■ Work request
Your answer should be the entries, repeated exactly.
**** Source data
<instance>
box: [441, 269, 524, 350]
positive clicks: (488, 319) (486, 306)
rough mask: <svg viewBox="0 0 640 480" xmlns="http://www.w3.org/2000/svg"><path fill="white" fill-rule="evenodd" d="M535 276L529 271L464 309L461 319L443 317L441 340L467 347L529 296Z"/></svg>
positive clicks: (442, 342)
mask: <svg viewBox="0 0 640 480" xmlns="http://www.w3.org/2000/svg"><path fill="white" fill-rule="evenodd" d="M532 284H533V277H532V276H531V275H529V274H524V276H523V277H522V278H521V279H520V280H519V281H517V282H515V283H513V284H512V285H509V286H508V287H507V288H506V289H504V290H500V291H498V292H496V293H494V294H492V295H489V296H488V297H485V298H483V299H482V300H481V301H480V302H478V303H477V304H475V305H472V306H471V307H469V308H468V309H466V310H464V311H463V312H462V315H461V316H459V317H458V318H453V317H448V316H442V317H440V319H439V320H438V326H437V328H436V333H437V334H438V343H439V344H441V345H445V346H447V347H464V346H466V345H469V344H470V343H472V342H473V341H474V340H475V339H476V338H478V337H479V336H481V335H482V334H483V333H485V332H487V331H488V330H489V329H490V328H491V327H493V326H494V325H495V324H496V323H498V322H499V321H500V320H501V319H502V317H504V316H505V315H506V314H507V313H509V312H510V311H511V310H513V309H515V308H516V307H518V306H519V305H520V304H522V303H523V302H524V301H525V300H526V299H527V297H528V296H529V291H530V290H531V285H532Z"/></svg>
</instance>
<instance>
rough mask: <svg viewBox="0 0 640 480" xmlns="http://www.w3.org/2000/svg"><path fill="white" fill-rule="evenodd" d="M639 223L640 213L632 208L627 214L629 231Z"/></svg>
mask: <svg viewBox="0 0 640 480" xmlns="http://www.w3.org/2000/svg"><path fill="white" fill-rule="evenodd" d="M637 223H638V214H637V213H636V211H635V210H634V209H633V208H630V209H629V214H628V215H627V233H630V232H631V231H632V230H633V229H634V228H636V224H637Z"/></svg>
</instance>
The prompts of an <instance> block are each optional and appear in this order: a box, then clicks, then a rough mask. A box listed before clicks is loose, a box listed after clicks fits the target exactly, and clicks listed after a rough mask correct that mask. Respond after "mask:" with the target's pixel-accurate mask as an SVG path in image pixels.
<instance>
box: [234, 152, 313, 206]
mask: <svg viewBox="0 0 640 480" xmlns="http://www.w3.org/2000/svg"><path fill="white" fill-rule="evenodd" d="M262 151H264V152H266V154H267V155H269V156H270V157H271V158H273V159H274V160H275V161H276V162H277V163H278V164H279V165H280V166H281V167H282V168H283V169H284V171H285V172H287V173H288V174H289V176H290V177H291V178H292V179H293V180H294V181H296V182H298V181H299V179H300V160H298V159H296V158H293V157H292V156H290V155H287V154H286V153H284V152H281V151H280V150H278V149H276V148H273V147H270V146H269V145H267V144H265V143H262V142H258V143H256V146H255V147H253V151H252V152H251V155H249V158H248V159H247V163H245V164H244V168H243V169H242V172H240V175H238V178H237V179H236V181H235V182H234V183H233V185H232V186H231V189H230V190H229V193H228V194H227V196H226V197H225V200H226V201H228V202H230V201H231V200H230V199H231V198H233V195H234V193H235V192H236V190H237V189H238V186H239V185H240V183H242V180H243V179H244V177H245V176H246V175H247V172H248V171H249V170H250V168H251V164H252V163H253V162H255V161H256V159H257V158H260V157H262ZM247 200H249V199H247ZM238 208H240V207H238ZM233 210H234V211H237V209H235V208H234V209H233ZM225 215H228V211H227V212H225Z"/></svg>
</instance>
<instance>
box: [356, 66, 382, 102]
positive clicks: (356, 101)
********
■ Final answer
<instance>
box: [441, 269, 524, 350]
positive clicks: (488, 319) (486, 306)
rough mask: <svg viewBox="0 0 640 480" xmlns="http://www.w3.org/2000/svg"><path fill="white" fill-rule="evenodd" d="M535 276L529 271L464 309L461 319L443 317L441 340L467 347L529 296Z"/></svg>
positive clicks: (442, 342)
mask: <svg viewBox="0 0 640 480" xmlns="http://www.w3.org/2000/svg"><path fill="white" fill-rule="evenodd" d="M532 284H533V277H532V276H531V275H529V274H524V276H523V277H522V278H521V279H520V280H519V281H517V282H515V283H513V284H512V285H509V286H508V287H507V288H506V289H504V290H500V291H498V292H496V293H494V294H492V295H489V296H488V297H485V298H483V299H482V300H481V301H480V302H478V303H477V304H475V305H472V306H471V307H469V308H468V309H466V310H464V311H463V312H462V315H461V316H459V317H458V318H453V317H448V316H442V317H440V319H439V320H438V326H437V328H436V333H437V334H438V343H439V344H441V345H445V346H447V347H464V346H466V345H469V344H470V343H472V342H473V341H474V340H475V339H476V338H478V337H479V336H481V335H482V334H483V333H485V332H487V331H488V330H489V329H490V328H491V327H493V326H494V325H495V324H496V323H498V322H499V321H500V320H501V319H502V317H504V316H505V315H506V314H507V313H509V312H510V311H511V310H513V309H515V308H516V307H518V306H519V305H520V304H522V303H523V302H524V301H525V300H526V299H527V297H528V296H529V291H530V290H531V285H532Z"/></svg>
</instance>
<instance>
rough mask: <svg viewBox="0 0 640 480" xmlns="http://www.w3.org/2000/svg"><path fill="white" fill-rule="evenodd" d="M639 223L640 213L632 208L627 214L629 231Z"/></svg>
mask: <svg viewBox="0 0 640 480" xmlns="http://www.w3.org/2000/svg"><path fill="white" fill-rule="evenodd" d="M637 223H638V214H637V213H636V211H635V210H634V209H633V208H630V209H629V214H628V215H627V233H630V232H631V231H632V230H633V229H634V228H636V224H637Z"/></svg>
</instance>
The prompts of an <instance> block are each optional and appear in this order: a box, then clicks, then a rough mask. A box listed before clicks is loose, a box listed after clicks fits the target exactly, and clicks listed after a rough mask correct that mask. Respond after "mask:" with the target's pixel-accurate mask as an SVG path in image pixels.
<instance>
box: [234, 152, 313, 206]
mask: <svg viewBox="0 0 640 480" xmlns="http://www.w3.org/2000/svg"><path fill="white" fill-rule="evenodd" d="M262 151H264V152H266V154H267V155H269V156H270V157H271V158H273V159H274V160H275V161H276V162H277V163H278V164H279V165H280V166H281V167H282V168H283V169H284V171H285V172H287V173H288V174H289V176H290V177H291V178H292V179H293V180H294V181H296V182H298V181H299V179H300V160H298V159H296V158H293V157H292V156H290V155H287V154H286V153H284V152H281V151H280V150H278V149H276V148H273V147H270V146H269V145H267V144H265V143H262V142H258V143H256V146H255V147H253V151H252V152H251V155H249V158H248V159H247V163H245V164H244V168H243V169H242V172H240V175H238V178H237V179H236V181H235V182H234V183H233V185H232V186H231V189H230V190H229V193H228V194H227V196H226V197H225V200H226V201H228V202H230V201H231V200H230V199H231V198H233V195H234V193H235V192H236V190H237V189H238V186H239V185H240V183H242V180H243V179H244V177H245V176H246V175H247V172H248V171H249V170H250V168H251V164H252V163H253V162H255V161H256V159H257V158H260V157H262ZM247 200H249V199H247ZM238 208H240V207H238ZM233 210H234V211H237V209H235V208H234V209H233ZM225 215H228V211H227V212H225Z"/></svg>
</instance>
<instance>
box: [356, 66, 382, 102]
positive clicks: (356, 101)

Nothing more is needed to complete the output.